**WHAT IS REQUIRED**
Where the records below show the word "road" in a line, please copy that line.
(DATASET)
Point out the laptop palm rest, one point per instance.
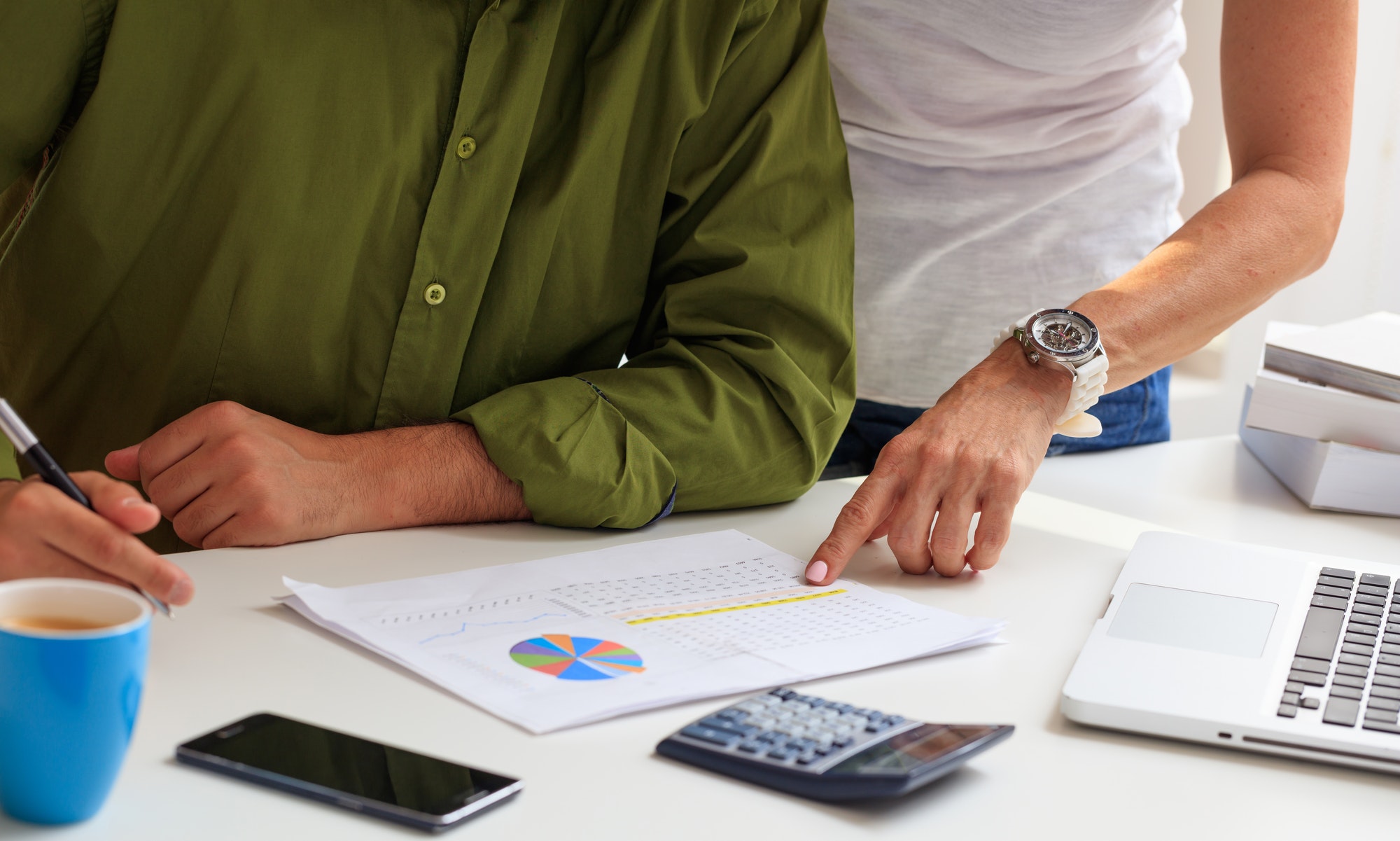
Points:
(1194, 620)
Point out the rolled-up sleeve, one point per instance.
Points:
(741, 373)
(50, 54)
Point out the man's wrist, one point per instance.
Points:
(1048, 383)
(428, 475)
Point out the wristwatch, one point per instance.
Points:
(1070, 340)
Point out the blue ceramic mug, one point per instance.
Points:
(72, 665)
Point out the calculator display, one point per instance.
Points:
(912, 749)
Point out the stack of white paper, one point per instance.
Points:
(580, 638)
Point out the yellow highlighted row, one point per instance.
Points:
(702, 613)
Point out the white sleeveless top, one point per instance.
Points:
(1006, 156)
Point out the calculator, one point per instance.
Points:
(827, 750)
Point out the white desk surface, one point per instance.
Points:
(234, 652)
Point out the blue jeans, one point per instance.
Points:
(1133, 415)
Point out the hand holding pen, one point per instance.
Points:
(80, 526)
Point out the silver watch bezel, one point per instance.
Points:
(1035, 347)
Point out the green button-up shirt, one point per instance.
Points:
(356, 216)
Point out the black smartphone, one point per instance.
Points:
(349, 771)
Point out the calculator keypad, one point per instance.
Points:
(786, 728)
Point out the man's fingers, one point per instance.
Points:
(110, 550)
(186, 435)
(118, 502)
(993, 531)
(950, 540)
(178, 485)
(205, 515)
(909, 527)
(869, 506)
(124, 463)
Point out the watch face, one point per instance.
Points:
(1063, 334)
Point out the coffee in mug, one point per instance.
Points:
(50, 624)
(74, 662)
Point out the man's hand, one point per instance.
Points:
(974, 452)
(44, 533)
(227, 475)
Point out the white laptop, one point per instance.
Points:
(1248, 646)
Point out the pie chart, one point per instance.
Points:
(576, 658)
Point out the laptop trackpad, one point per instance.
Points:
(1202, 621)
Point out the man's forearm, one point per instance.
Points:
(1255, 239)
(428, 475)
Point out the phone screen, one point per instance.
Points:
(349, 764)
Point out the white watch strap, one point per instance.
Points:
(1090, 382)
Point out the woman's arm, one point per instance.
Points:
(1287, 71)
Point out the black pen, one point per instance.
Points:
(44, 464)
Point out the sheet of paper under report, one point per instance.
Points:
(579, 638)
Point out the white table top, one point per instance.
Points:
(234, 652)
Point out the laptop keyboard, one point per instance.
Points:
(1363, 676)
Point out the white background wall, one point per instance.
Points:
(1362, 275)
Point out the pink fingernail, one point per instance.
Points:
(183, 592)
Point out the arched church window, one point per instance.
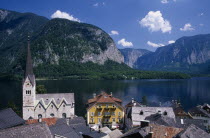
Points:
(141, 113)
(39, 116)
(165, 113)
(64, 115)
(52, 115)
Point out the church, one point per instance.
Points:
(36, 106)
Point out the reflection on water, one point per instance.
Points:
(191, 92)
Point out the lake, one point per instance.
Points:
(191, 92)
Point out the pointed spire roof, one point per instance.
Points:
(29, 66)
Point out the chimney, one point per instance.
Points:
(150, 133)
(132, 100)
(40, 120)
(144, 123)
(94, 95)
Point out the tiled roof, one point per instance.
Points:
(8, 118)
(39, 130)
(159, 131)
(198, 111)
(48, 121)
(193, 132)
(103, 98)
(161, 120)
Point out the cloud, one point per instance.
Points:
(95, 5)
(155, 22)
(164, 1)
(113, 32)
(154, 44)
(187, 27)
(125, 43)
(171, 42)
(64, 15)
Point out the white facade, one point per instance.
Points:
(36, 106)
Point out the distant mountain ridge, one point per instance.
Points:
(188, 54)
(52, 41)
(131, 55)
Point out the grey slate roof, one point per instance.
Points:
(39, 130)
(193, 132)
(8, 118)
(161, 120)
(69, 97)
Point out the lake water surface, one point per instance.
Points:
(191, 92)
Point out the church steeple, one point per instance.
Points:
(29, 66)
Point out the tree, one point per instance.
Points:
(40, 89)
(144, 100)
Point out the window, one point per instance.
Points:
(92, 113)
(64, 115)
(119, 113)
(39, 116)
(99, 120)
(165, 113)
(99, 113)
(91, 120)
(141, 113)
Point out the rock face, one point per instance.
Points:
(187, 54)
(132, 55)
(51, 41)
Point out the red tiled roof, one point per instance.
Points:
(48, 121)
(104, 98)
(160, 131)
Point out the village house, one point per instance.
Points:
(105, 110)
(36, 106)
(201, 112)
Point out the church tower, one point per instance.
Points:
(29, 88)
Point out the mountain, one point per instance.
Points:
(131, 55)
(52, 41)
(188, 54)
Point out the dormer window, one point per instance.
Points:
(141, 112)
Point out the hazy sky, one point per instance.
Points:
(145, 24)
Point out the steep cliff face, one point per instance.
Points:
(51, 41)
(73, 41)
(132, 55)
(186, 54)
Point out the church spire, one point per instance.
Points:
(29, 66)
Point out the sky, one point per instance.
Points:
(139, 24)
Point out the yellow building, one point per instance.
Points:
(105, 110)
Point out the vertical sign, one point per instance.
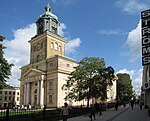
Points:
(145, 25)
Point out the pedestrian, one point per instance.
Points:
(116, 106)
(100, 109)
(92, 112)
(124, 104)
(65, 111)
(132, 104)
(96, 107)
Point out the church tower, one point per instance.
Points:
(41, 80)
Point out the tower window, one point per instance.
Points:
(52, 45)
(56, 46)
(50, 85)
(41, 45)
(34, 48)
(67, 65)
(38, 46)
(51, 64)
(50, 98)
(59, 48)
(37, 57)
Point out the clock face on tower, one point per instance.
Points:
(40, 28)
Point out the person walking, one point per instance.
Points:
(65, 111)
(96, 107)
(100, 109)
(141, 105)
(116, 106)
(132, 104)
(92, 112)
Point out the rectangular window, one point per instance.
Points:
(9, 98)
(67, 65)
(50, 85)
(5, 92)
(51, 64)
(50, 98)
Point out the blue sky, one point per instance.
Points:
(108, 29)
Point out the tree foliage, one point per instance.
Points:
(5, 67)
(89, 80)
(124, 87)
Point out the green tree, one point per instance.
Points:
(124, 87)
(5, 67)
(88, 80)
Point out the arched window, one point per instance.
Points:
(52, 45)
(35, 91)
(56, 46)
(59, 48)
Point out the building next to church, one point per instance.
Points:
(42, 79)
(9, 97)
(145, 29)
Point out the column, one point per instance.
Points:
(42, 91)
(28, 94)
(38, 93)
(25, 88)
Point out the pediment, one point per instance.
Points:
(33, 72)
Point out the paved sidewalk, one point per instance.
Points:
(123, 114)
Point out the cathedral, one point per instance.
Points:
(42, 79)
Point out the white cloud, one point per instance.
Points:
(65, 2)
(111, 32)
(17, 51)
(134, 43)
(131, 72)
(136, 77)
(72, 45)
(133, 6)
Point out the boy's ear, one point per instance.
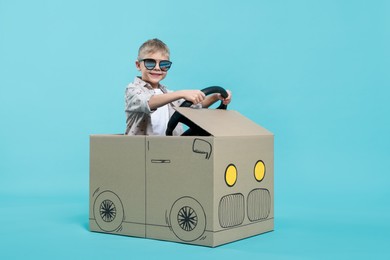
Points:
(138, 65)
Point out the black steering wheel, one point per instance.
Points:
(193, 128)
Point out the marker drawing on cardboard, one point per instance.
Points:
(212, 186)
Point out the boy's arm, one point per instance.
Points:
(194, 96)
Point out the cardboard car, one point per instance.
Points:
(203, 190)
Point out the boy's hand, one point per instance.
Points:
(227, 100)
(194, 96)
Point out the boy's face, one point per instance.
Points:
(155, 75)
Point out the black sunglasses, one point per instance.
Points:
(164, 65)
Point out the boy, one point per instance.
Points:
(148, 104)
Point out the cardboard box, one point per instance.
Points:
(204, 190)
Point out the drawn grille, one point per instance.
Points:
(231, 210)
(259, 204)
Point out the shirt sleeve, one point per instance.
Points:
(136, 100)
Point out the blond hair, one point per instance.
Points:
(152, 46)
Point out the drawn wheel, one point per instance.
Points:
(108, 211)
(188, 220)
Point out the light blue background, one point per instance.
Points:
(316, 73)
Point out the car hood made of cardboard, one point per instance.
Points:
(219, 122)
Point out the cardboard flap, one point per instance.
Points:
(219, 122)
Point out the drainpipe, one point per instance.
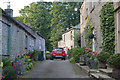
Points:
(9, 40)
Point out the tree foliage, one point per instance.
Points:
(107, 27)
(50, 19)
(64, 17)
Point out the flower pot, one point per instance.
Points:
(102, 65)
(116, 73)
(92, 64)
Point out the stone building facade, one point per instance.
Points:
(91, 10)
(68, 37)
(117, 25)
(16, 37)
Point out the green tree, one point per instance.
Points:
(64, 17)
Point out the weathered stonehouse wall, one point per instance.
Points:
(18, 37)
(67, 41)
(93, 11)
(117, 26)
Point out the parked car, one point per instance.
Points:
(58, 53)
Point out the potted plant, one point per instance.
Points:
(102, 58)
(114, 61)
(90, 35)
(93, 61)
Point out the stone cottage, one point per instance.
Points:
(117, 25)
(68, 36)
(16, 37)
(92, 9)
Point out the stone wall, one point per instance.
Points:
(15, 39)
(91, 10)
(117, 26)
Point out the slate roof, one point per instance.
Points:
(20, 24)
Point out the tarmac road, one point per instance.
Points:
(56, 69)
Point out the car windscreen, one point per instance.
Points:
(59, 49)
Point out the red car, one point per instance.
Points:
(58, 53)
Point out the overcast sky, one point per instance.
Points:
(17, 5)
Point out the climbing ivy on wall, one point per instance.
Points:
(88, 30)
(107, 27)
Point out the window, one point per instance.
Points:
(59, 49)
(71, 35)
(26, 41)
(93, 4)
(64, 38)
(87, 11)
(39, 44)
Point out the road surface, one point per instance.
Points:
(56, 69)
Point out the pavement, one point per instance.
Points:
(56, 69)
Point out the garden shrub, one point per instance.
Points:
(72, 60)
(47, 56)
(107, 27)
(9, 72)
(76, 52)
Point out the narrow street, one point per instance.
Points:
(56, 69)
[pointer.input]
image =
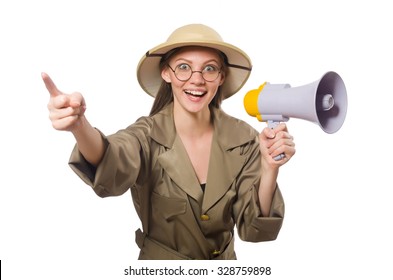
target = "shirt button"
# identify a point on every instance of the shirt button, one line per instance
(205, 217)
(216, 252)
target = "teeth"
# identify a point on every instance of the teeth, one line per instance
(195, 93)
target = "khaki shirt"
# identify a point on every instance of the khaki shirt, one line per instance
(179, 220)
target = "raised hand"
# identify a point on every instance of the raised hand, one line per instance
(274, 142)
(65, 110)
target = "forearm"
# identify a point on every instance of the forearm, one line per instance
(267, 188)
(89, 141)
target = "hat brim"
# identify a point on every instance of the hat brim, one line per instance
(149, 73)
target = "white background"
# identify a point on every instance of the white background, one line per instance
(337, 188)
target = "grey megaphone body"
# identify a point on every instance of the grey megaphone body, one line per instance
(323, 102)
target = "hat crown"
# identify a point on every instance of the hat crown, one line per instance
(194, 33)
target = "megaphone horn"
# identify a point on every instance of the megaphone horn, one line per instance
(323, 102)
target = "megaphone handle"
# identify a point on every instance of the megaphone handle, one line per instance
(273, 124)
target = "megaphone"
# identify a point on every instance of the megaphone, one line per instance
(323, 102)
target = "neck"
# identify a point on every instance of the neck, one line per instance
(192, 124)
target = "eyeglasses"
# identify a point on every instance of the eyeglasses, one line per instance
(183, 72)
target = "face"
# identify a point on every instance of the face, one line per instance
(195, 94)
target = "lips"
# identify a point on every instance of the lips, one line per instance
(195, 93)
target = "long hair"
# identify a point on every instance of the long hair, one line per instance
(165, 95)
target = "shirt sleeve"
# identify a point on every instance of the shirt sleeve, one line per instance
(251, 225)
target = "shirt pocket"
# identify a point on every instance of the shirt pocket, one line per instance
(168, 207)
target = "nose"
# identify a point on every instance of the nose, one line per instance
(197, 77)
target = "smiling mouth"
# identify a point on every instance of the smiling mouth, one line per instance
(195, 93)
(End DATASET)
**SOLUTION BELOW**
Point out the tarmac road, one point per instance.
Point out the road surface, one point per instance.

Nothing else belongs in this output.